#### TASK:
An exact reproduction of all the entries below is required.

___ RECORDED INFORMATION ___

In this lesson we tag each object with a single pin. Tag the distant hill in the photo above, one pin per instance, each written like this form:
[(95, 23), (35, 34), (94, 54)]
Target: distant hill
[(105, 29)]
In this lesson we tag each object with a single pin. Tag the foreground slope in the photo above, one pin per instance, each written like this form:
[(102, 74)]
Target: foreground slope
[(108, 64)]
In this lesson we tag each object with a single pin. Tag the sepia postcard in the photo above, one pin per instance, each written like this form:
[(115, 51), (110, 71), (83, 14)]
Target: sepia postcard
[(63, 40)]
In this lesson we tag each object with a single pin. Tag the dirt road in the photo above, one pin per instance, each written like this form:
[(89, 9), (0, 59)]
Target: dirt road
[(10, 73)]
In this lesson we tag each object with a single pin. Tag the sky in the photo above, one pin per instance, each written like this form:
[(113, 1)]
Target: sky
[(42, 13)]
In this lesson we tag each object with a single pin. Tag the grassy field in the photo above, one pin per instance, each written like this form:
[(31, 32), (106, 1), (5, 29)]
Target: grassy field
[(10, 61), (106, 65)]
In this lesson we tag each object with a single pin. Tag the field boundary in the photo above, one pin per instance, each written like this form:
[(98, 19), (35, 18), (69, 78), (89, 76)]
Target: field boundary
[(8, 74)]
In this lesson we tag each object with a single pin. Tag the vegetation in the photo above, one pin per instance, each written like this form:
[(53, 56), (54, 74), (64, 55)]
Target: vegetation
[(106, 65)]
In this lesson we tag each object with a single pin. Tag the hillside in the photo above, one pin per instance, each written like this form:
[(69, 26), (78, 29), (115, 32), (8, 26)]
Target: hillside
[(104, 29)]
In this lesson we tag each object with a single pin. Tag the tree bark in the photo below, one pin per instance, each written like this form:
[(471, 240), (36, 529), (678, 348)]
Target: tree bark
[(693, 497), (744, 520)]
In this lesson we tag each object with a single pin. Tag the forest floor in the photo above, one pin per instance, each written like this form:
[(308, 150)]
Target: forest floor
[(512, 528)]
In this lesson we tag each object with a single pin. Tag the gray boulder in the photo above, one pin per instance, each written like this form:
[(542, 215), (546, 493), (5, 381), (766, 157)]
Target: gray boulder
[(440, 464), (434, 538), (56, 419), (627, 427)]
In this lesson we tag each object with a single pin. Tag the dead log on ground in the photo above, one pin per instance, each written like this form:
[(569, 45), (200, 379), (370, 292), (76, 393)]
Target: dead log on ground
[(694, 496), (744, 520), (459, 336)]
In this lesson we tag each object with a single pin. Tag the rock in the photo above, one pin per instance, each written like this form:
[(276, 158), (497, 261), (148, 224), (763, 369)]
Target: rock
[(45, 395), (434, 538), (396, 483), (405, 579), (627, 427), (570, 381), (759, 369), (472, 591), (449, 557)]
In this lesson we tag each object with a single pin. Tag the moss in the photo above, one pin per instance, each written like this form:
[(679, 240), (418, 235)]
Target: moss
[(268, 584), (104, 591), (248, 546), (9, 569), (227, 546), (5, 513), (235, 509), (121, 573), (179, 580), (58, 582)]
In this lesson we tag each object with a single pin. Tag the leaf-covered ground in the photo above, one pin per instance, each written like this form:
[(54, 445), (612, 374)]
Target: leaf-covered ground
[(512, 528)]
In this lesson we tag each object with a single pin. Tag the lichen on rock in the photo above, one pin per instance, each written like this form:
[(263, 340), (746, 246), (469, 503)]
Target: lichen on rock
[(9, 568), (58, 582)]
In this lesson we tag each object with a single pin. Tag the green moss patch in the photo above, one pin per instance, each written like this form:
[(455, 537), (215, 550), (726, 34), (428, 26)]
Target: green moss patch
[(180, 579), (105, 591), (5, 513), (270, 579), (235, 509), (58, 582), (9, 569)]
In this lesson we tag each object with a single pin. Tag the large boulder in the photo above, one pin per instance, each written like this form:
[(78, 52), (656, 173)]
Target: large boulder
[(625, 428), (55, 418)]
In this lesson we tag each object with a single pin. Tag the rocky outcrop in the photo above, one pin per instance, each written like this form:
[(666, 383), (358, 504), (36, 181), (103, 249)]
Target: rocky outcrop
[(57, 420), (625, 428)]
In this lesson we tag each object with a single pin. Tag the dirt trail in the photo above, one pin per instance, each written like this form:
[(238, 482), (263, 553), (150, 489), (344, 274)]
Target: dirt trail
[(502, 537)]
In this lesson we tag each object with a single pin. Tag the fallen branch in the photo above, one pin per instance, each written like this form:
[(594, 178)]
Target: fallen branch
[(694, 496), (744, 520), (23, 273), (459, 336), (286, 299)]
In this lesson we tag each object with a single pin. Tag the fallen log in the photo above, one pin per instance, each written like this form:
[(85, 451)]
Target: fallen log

___

#### OUTPUT OF THE TASK:
In this lesson we tag each object with a single pin. Tag the distant hill in the photo above, one pin per instance, each written like this form:
[(95, 23), (35, 34), (94, 54)]
Target: distant hill
[(105, 29)]
In this lesson we tag each object with a single pin. Tag the foreground slope in the photo above, one pin per instance, each written like this form:
[(102, 74)]
Target: foreground slope
[(108, 64)]
In this lesson we tag each object with a single pin. Tag the sepia postcard in the photo above, one pin per instance, each written like this form:
[(115, 51), (110, 71), (83, 14)]
Target: sepia postcard
[(63, 40)]
In this lesson we tag each object with a single pin. Tag the dirt road in the photo above, one pin per instance, each written like this form:
[(89, 9), (0, 59)]
Target: dirt road
[(10, 73)]
In this lesson we tag each object with a single pin. Tag the sky in the photo above, one pin per instance, each written like this form:
[(113, 1)]
Target: sky
[(42, 13)]
In this lesson we tag each object with a single pin. Tag the grassy field in the photo above, one pin per instance, each written like this form:
[(31, 32), (106, 1), (5, 29)]
Target: grassy field
[(10, 61), (106, 65)]
In this lesson we tag each object with a single pin. Tag the field boundary in the photo above, one pin per instance, each written like this form:
[(98, 19), (35, 18), (69, 78), (89, 76)]
Target: field boundary
[(8, 74)]
In this lesson we tag each object with a single pin. Tag the vegetation in the photo above, one pin per instance, each written like this form:
[(53, 56), (54, 74), (64, 55)]
Target: vegetation
[(106, 65)]
In this lesson we tag each object with a single pin. Tag the hillside in the photo above, one pin per instance, each written like this form:
[(69, 26), (78, 29), (115, 32), (8, 26)]
Target: hillside
[(104, 29)]
In this lesson we tag each object with a single pin. Tag the tree bark in the photo below, one pin per instance, each written like this form:
[(471, 240), (36, 529), (678, 348)]
Target: tree bark
[(693, 497), (744, 520)]
In this lesson we tag each object with a single pin. Tag the forest floor in the photo above, one pin per instance, each written like this form:
[(308, 150)]
Target: forest floor
[(512, 528)]
In this lesson we tag each object with a single pin. Tag the gray boulder in the photo above, one pin per instance, each written like this form:
[(542, 215), (546, 493), (5, 381), (766, 157)]
Target: gray boulder
[(440, 464), (434, 538), (56, 419), (627, 427)]
In this lesson we tag each object with a single pin. Tag the dead log on ground in the photo above, one pin per instance, each written like this form:
[(569, 45), (200, 379), (370, 292), (76, 393)]
Target: dead log on ground
[(694, 496), (744, 520), (459, 336)]
In this lesson we tag each object with a single pin. Tag the rock in the photo above, one pin per instance, each written like this form:
[(276, 158), (497, 261), (148, 224), (763, 369)]
Target: rock
[(45, 395), (434, 538), (396, 483), (405, 579), (627, 427), (570, 381), (759, 369), (472, 591), (449, 557)]
In this lesson we tag each object with a single pin. Tag the moss in the photo above, one pin per instance, each written like this form:
[(679, 240), (418, 235)]
Target: moss
[(268, 584), (104, 591), (248, 546), (9, 569), (227, 546), (5, 513), (235, 509), (121, 573), (179, 580), (58, 582)]
In this lesson we tag each object with a single pin. Tag the leaf-covered ground in the photo above, one pin per instance, each written like this form:
[(54, 445), (612, 374)]
Target: leaf-covered ground
[(512, 528)]
In this lesson we tag each object with a single pin. Tag the lichen on rock in the photo above, one pin per instance, each written like this form:
[(263, 340), (746, 246), (469, 503)]
Target: lichen on rock
[(9, 568), (58, 582)]
In this lesson we tag each object with a single pin. Tag the green moss patch in the photo above, one pin per instance, each written like this form:
[(455, 537), (215, 550), (726, 34), (428, 26)]
Target: green moss patch
[(180, 579), (105, 591), (5, 513), (270, 579), (235, 509), (58, 582), (9, 569)]
In this lesson we tag each object with a single pin. Tag the large boulder in the photo above, one pin per instance, each written like this form:
[(78, 52), (656, 173)]
Target: large boulder
[(625, 428), (55, 418)]
In this lesson we tag each object with a single pin. Tag the rocky outcrop in the photo above, one pin per instance, each written like this form:
[(666, 383), (358, 504), (36, 181), (103, 249)]
Target: rocky outcrop
[(57, 420), (625, 428)]
In this lesson we tag each object with a single pin. Tag the dirt trail in the photo above, one pin per instance, each written like this form:
[(238, 482), (263, 553), (150, 489), (344, 274)]
Target: dirt trail
[(502, 537)]
In this lesson we tag each object with a single pin. Tag the fallen branch in the photo above, one pin per instance, each written like this form:
[(594, 178)]
Target: fallen branch
[(694, 496), (744, 520), (23, 273), (459, 336), (286, 299)]
In this lesson we tag each object with a single pin. Tag the fallen log in the photo above, one pin per instance, each written like this form:
[(85, 451)]
Target: fallen log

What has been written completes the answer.